_WHAT THE EXERCISE ASKS_:
Find every line in the listing below that contains the word "negative", and copy each of those lines in full.

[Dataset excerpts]
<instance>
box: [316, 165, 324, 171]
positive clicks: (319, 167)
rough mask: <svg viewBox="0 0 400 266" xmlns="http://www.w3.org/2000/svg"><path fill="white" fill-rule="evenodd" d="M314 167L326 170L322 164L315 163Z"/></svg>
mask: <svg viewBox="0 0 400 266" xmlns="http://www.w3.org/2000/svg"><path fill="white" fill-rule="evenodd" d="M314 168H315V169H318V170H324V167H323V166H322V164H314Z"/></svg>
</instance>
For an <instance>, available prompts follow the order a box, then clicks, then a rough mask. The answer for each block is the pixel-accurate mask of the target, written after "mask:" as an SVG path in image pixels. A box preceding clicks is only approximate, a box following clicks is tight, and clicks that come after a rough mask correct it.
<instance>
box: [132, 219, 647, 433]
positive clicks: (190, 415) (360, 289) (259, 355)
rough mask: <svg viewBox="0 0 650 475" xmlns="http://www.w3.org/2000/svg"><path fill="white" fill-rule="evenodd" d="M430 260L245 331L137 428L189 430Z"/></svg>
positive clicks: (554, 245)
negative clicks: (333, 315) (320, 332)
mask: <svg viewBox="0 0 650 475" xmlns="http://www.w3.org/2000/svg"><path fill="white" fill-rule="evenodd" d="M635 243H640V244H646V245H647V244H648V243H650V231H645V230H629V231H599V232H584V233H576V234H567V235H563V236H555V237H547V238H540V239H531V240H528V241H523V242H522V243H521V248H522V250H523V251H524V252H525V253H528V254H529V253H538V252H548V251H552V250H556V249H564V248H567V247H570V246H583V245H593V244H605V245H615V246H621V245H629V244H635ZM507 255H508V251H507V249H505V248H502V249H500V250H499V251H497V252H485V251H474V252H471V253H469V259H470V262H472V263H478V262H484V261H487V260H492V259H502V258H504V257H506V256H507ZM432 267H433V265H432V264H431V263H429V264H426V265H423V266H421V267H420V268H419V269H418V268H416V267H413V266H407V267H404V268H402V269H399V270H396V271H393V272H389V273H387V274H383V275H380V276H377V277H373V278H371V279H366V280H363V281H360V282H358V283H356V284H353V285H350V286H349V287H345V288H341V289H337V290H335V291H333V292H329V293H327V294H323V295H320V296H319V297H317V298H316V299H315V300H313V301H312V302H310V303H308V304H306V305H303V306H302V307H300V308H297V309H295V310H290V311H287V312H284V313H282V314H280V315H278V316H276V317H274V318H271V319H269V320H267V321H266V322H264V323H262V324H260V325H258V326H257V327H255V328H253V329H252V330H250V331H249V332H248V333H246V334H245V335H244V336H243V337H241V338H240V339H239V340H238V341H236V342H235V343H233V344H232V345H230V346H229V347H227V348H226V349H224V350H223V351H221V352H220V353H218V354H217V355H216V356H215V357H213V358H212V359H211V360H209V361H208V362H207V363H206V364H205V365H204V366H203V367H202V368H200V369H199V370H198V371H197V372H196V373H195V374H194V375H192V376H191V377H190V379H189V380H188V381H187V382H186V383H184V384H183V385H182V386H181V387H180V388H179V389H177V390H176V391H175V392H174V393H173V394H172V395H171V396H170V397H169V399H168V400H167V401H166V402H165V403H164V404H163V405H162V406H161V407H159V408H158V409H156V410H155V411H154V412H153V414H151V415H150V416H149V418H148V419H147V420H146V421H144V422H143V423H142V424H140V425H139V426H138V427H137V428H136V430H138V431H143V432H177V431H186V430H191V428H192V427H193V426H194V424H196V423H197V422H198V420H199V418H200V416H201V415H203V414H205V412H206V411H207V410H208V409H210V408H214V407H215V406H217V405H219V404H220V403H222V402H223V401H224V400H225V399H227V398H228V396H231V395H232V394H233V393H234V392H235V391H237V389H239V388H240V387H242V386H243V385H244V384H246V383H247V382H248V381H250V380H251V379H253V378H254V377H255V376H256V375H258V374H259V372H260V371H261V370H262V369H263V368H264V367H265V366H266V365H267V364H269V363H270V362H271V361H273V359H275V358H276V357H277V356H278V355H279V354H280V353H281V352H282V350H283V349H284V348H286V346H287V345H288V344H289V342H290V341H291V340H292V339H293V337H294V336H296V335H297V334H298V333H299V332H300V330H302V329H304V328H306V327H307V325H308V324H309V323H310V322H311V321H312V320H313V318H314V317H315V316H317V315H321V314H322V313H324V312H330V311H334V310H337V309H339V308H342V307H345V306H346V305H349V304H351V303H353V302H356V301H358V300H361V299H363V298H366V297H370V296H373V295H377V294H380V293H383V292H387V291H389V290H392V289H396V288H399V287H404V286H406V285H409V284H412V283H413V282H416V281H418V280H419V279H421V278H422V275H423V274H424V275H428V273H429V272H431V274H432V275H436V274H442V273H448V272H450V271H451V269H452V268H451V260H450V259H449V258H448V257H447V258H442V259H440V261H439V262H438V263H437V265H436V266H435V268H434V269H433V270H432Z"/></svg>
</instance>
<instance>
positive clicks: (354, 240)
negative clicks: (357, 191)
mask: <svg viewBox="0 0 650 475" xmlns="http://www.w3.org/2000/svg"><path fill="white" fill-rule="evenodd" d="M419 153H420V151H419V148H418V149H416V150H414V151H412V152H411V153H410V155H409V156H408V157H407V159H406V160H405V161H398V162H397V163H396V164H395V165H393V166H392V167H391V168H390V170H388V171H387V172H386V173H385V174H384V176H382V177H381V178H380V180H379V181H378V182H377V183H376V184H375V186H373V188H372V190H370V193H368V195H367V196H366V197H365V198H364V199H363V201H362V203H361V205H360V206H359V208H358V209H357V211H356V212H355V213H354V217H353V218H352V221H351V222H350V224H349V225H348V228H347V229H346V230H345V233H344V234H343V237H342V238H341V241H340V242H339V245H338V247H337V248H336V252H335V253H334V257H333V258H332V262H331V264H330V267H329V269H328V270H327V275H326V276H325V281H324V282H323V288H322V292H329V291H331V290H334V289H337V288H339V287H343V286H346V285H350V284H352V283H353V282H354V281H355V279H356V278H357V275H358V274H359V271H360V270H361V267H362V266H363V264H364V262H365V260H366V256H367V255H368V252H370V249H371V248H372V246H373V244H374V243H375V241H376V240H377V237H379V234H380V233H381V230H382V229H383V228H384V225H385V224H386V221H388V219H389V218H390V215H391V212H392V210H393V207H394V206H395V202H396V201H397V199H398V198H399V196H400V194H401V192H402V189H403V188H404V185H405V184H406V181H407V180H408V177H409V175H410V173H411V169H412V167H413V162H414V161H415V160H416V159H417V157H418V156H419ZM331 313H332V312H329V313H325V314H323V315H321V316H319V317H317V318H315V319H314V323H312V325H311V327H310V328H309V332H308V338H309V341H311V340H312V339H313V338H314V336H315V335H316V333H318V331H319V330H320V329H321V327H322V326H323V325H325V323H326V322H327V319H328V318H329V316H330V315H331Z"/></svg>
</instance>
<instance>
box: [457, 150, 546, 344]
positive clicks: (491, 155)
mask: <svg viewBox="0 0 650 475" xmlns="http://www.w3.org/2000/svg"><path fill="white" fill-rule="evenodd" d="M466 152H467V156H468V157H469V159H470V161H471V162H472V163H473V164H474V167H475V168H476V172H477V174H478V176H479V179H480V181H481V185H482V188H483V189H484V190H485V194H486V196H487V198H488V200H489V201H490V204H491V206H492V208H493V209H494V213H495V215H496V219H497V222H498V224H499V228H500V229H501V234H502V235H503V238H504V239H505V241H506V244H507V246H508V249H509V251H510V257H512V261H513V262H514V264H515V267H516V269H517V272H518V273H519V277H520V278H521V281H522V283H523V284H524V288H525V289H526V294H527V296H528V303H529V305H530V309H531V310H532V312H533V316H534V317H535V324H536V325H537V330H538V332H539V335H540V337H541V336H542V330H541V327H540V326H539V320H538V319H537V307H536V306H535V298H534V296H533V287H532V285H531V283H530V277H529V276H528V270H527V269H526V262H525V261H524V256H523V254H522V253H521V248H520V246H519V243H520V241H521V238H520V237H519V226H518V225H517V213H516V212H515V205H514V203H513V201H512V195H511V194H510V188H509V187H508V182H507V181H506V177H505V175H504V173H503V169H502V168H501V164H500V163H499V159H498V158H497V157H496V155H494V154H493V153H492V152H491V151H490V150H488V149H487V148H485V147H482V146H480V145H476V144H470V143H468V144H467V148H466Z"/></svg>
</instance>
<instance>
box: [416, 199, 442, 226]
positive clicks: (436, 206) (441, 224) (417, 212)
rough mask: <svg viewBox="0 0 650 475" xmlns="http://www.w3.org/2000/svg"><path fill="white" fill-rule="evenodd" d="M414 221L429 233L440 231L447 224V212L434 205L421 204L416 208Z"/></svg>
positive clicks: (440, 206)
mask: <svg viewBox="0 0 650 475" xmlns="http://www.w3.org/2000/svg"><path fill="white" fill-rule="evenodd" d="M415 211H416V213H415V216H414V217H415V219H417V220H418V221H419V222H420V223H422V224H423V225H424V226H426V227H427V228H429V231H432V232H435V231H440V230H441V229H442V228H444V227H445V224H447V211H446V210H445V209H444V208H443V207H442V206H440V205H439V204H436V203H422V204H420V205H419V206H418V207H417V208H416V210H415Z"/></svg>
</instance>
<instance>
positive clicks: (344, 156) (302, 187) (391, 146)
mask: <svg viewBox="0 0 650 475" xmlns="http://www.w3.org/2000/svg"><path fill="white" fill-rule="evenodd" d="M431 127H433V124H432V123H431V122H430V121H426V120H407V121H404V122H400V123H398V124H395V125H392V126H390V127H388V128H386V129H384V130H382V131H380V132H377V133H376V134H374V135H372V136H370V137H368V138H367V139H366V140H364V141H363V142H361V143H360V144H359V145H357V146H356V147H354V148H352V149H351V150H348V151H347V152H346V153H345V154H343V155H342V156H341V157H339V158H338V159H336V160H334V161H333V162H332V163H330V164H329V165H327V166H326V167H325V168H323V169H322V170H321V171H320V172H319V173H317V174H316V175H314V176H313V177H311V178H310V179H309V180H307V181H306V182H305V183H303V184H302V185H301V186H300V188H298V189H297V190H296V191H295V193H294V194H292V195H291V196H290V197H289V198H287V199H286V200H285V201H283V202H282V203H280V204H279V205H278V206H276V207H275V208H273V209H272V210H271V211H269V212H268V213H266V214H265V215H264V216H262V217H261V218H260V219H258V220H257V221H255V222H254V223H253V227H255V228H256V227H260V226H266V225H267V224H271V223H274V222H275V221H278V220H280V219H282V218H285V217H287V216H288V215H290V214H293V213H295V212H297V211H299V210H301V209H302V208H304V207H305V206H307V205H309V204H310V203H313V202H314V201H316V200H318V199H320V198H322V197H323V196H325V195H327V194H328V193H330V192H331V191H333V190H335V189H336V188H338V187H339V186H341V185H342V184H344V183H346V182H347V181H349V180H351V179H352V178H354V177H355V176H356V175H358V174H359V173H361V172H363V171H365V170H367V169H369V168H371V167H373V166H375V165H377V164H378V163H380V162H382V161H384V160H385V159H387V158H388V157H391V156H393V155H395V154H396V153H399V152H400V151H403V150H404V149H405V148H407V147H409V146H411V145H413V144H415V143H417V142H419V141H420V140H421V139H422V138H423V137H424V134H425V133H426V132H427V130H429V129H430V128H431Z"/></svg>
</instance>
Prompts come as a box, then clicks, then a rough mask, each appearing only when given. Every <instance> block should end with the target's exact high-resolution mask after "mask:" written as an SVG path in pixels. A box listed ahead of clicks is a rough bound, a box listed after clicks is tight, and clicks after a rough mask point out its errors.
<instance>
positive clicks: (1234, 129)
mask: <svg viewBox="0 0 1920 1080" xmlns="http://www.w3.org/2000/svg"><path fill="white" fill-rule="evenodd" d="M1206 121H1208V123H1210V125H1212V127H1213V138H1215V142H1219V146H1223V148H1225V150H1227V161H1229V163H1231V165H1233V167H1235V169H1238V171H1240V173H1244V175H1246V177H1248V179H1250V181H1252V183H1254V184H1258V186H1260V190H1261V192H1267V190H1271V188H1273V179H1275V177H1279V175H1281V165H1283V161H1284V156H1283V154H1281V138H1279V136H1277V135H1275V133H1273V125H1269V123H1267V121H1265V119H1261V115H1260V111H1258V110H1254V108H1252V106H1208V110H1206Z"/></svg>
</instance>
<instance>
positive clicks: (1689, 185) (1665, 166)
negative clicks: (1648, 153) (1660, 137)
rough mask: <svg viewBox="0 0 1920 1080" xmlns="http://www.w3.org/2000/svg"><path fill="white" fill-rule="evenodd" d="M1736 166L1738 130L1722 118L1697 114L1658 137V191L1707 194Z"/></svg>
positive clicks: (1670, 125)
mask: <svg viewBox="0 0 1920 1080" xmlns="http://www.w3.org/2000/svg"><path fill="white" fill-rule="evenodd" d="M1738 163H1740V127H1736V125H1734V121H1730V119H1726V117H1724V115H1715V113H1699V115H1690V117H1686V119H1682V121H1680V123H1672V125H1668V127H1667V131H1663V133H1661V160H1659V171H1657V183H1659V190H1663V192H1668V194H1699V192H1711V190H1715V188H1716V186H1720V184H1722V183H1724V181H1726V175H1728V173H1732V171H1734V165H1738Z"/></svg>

_RESPONSE_:
negative clicks: (333, 315) (320, 332)
negative clicks: (357, 191)
negative clicks: (1648, 153) (1660, 137)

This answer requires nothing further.